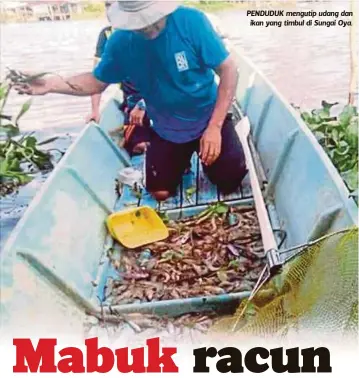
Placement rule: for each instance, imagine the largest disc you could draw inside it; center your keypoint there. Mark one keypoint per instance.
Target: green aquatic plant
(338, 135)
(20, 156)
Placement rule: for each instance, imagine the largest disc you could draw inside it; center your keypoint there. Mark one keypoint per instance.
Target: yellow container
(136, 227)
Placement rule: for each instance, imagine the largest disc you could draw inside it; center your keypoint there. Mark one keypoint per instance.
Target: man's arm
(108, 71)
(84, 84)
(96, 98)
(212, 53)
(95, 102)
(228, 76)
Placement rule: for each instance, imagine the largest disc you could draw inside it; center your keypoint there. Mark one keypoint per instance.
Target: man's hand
* * *
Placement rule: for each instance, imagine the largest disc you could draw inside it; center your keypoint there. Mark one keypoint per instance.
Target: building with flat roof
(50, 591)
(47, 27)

§ SET PROBLEM: Count the lines in the material above that contain the string "Target", matching case exactly. Reply with the number alone.

§ RESPONSE TO THE EXERCISE: 5